> _Activity_
Wherever "road" appears in the records below, copy the line that holds it.

Photo-based referring expression data:
···
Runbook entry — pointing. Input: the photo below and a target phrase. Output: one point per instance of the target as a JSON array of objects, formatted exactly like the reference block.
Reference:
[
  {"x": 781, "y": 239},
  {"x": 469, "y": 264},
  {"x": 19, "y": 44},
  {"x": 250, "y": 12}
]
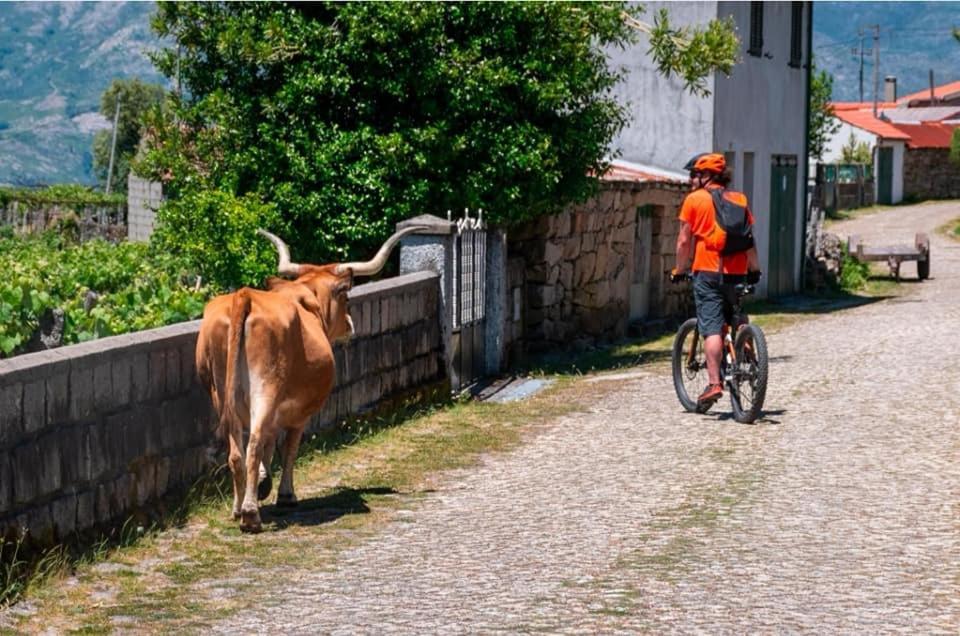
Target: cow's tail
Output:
[{"x": 239, "y": 311}]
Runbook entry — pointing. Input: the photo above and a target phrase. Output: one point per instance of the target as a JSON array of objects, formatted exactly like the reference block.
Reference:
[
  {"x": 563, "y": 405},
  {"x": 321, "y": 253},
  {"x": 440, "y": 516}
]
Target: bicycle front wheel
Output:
[
  {"x": 748, "y": 380},
  {"x": 689, "y": 366}
]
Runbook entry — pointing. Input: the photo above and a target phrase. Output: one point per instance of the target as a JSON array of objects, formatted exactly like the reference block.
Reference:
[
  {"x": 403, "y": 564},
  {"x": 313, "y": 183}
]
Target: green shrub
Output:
[
  {"x": 215, "y": 232},
  {"x": 134, "y": 288},
  {"x": 853, "y": 273},
  {"x": 352, "y": 116},
  {"x": 64, "y": 194}
]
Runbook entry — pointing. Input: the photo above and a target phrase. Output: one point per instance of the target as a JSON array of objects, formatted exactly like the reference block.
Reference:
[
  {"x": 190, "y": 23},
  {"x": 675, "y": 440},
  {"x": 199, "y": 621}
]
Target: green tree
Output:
[
  {"x": 856, "y": 152},
  {"x": 823, "y": 125},
  {"x": 349, "y": 117},
  {"x": 955, "y": 147},
  {"x": 136, "y": 98}
]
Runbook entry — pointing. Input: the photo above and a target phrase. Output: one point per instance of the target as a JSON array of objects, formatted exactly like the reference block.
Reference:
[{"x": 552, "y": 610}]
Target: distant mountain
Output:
[
  {"x": 56, "y": 59},
  {"x": 914, "y": 38}
]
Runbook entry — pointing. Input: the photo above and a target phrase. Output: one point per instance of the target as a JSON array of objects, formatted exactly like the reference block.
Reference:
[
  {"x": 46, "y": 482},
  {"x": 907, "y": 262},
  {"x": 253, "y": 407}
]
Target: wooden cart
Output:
[{"x": 894, "y": 255}]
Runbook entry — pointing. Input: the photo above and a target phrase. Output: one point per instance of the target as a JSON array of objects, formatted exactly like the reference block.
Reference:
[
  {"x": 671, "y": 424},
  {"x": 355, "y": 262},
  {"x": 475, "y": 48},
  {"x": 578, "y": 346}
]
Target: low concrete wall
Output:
[
  {"x": 91, "y": 221},
  {"x": 92, "y": 433},
  {"x": 581, "y": 267}
]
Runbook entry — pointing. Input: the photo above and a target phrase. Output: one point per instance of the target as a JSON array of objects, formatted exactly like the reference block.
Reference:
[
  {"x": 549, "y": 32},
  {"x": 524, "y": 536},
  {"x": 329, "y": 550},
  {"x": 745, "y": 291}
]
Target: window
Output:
[
  {"x": 756, "y": 29},
  {"x": 731, "y": 159},
  {"x": 748, "y": 175},
  {"x": 796, "y": 34}
]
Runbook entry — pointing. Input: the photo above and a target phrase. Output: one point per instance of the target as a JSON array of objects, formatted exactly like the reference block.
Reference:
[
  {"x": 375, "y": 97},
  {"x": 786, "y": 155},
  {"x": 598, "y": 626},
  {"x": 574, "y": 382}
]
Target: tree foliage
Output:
[
  {"x": 135, "y": 98},
  {"x": 823, "y": 125},
  {"x": 352, "y": 116},
  {"x": 955, "y": 147},
  {"x": 856, "y": 152}
]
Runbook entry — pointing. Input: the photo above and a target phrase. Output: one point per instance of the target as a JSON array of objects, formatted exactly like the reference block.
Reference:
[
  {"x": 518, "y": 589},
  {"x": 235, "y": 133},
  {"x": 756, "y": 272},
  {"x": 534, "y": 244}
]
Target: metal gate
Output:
[{"x": 469, "y": 300}]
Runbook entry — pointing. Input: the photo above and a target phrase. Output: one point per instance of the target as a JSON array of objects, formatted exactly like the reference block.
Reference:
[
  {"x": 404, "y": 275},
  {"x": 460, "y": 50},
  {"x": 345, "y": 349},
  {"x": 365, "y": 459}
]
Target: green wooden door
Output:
[
  {"x": 885, "y": 175},
  {"x": 783, "y": 223}
]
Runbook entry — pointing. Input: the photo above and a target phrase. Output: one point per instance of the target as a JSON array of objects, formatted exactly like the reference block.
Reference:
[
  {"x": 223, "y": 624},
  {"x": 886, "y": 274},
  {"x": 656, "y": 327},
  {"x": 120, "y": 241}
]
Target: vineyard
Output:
[{"x": 88, "y": 290}]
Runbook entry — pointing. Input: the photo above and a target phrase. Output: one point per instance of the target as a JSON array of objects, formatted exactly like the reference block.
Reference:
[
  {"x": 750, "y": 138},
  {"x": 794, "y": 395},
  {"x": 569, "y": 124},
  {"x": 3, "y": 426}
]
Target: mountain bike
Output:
[{"x": 743, "y": 364}]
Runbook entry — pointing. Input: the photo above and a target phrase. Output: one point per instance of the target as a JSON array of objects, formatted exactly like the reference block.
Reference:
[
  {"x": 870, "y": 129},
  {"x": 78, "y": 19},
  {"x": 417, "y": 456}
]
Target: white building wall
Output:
[
  {"x": 667, "y": 124},
  {"x": 761, "y": 108}
]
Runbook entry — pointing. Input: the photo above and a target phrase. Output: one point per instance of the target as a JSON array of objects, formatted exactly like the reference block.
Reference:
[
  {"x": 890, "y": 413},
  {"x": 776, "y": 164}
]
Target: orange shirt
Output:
[{"x": 697, "y": 210}]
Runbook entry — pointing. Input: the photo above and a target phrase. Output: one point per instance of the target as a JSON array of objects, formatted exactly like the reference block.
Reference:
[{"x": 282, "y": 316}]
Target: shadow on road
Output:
[
  {"x": 319, "y": 510},
  {"x": 765, "y": 418}
]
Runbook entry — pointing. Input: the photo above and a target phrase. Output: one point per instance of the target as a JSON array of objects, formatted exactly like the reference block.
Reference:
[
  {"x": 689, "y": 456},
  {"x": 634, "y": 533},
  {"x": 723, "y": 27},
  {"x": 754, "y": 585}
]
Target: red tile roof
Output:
[
  {"x": 621, "y": 171},
  {"x": 941, "y": 92},
  {"x": 865, "y": 120},
  {"x": 928, "y": 135}
]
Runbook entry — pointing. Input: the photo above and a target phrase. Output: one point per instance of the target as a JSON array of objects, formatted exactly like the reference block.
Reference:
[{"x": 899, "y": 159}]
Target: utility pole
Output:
[
  {"x": 861, "y": 66},
  {"x": 876, "y": 66},
  {"x": 113, "y": 144}
]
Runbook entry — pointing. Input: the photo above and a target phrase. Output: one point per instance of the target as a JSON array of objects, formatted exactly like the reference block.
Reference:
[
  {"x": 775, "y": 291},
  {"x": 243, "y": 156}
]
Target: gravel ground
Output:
[{"x": 838, "y": 513}]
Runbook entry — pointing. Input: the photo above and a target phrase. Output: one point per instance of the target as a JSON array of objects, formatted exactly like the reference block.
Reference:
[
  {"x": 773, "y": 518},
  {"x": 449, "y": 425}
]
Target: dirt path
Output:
[{"x": 839, "y": 513}]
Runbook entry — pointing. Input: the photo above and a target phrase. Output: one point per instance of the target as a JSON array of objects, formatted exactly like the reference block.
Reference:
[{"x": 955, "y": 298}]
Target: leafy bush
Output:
[
  {"x": 215, "y": 232},
  {"x": 135, "y": 289},
  {"x": 353, "y": 116},
  {"x": 853, "y": 273}
]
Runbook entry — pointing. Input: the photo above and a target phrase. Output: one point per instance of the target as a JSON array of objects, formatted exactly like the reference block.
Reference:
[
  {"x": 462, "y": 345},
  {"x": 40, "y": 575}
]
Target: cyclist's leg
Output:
[{"x": 710, "y": 315}]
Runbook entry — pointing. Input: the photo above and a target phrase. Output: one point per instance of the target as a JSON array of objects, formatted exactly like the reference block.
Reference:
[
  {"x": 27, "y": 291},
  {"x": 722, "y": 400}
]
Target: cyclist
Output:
[{"x": 715, "y": 275}]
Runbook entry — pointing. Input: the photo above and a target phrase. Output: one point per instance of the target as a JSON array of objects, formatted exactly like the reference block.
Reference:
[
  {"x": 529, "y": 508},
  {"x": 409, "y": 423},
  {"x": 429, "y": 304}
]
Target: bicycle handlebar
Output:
[{"x": 742, "y": 289}]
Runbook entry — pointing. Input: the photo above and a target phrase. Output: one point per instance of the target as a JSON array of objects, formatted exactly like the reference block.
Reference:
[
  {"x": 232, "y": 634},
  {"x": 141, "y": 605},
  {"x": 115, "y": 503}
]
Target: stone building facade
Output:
[
  {"x": 595, "y": 267},
  {"x": 928, "y": 173}
]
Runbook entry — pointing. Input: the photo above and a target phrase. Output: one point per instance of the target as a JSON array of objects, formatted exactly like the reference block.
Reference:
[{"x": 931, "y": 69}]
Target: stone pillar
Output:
[{"x": 431, "y": 249}]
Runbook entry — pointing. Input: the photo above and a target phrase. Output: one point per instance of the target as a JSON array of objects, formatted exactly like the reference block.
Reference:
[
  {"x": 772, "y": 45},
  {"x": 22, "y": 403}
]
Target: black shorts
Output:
[{"x": 715, "y": 301}]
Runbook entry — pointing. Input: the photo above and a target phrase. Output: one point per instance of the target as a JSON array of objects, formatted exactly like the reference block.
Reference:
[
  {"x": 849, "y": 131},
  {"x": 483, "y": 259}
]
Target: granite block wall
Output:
[
  {"x": 578, "y": 267},
  {"x": 928, "y": 173},
  {"x": 92, "y": 433}
]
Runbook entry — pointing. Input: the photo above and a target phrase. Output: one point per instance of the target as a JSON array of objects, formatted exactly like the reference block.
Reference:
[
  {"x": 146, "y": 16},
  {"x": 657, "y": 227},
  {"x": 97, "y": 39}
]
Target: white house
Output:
[
  {"x": 909, "y": 140},
  {"x": 757, "y": 117}
]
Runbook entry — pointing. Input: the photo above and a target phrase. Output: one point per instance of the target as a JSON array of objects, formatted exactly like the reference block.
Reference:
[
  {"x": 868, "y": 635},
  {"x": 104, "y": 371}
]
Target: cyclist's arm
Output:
[{"x": 684, "y": 247}]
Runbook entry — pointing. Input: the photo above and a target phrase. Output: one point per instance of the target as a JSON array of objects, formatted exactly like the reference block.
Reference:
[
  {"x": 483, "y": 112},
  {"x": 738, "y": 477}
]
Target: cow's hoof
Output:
[
  {"x": 264, "y": 487},
  {"x": 250, "y": 521},
  {"x": 287, "y": 500}
]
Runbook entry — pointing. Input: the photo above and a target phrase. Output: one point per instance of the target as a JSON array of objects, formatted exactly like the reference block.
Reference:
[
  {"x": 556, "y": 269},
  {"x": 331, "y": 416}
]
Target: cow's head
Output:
[{"x": 329, "y": 284}]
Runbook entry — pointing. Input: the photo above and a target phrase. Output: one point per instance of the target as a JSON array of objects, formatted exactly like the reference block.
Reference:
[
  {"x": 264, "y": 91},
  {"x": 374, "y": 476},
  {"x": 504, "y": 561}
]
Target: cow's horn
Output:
[
  {"x": 284, "y": 266},
  {"x": 373, "y": 266}
]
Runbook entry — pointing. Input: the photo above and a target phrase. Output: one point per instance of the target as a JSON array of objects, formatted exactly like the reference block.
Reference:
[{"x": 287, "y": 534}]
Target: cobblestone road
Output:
[{"x": 838, "y": 514}]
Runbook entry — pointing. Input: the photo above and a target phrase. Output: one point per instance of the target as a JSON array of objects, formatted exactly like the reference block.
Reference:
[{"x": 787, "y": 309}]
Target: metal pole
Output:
[
  {"x": 861, "y": 66},
  {"x": 876, "y": 67},
  {"x": 113, "y": 144}
]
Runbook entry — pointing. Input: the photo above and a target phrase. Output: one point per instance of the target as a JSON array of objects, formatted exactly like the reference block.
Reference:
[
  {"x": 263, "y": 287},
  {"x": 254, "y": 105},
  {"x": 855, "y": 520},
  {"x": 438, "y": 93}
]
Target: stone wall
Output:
[
  {"x": 582, "y": 266},
  {"x": 93, "y": 433},
  {"x": 143, "y": 199},
  {"x": 928, "y": 173}
]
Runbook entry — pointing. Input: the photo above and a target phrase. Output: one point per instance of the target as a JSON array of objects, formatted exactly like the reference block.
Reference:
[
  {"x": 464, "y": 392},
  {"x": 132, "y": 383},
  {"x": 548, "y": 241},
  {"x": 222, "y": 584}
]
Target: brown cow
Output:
[{"x": 266, "y": 358}]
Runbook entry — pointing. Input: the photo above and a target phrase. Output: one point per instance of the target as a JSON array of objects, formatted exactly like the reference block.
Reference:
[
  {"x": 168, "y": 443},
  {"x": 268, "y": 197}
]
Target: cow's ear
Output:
[{"x": 273, "y": 282}]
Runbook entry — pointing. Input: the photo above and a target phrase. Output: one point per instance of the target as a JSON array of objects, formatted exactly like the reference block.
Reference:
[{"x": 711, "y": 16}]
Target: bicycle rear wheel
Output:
[
  {"x": 748, "y": 380},
  {"x": 689, "y": 366}
]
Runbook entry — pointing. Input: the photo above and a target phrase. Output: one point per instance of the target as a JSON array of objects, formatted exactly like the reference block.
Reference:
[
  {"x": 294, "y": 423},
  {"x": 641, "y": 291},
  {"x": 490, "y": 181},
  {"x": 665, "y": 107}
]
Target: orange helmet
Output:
[{"x": 707, "y": 162}]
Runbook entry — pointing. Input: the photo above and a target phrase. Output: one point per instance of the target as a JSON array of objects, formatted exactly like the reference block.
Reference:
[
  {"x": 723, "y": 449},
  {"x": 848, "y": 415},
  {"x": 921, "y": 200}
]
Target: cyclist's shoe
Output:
[{"x": 711, "y": 394}]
···
> _Written solution_
Target: shadow on road
Target: cobblestone road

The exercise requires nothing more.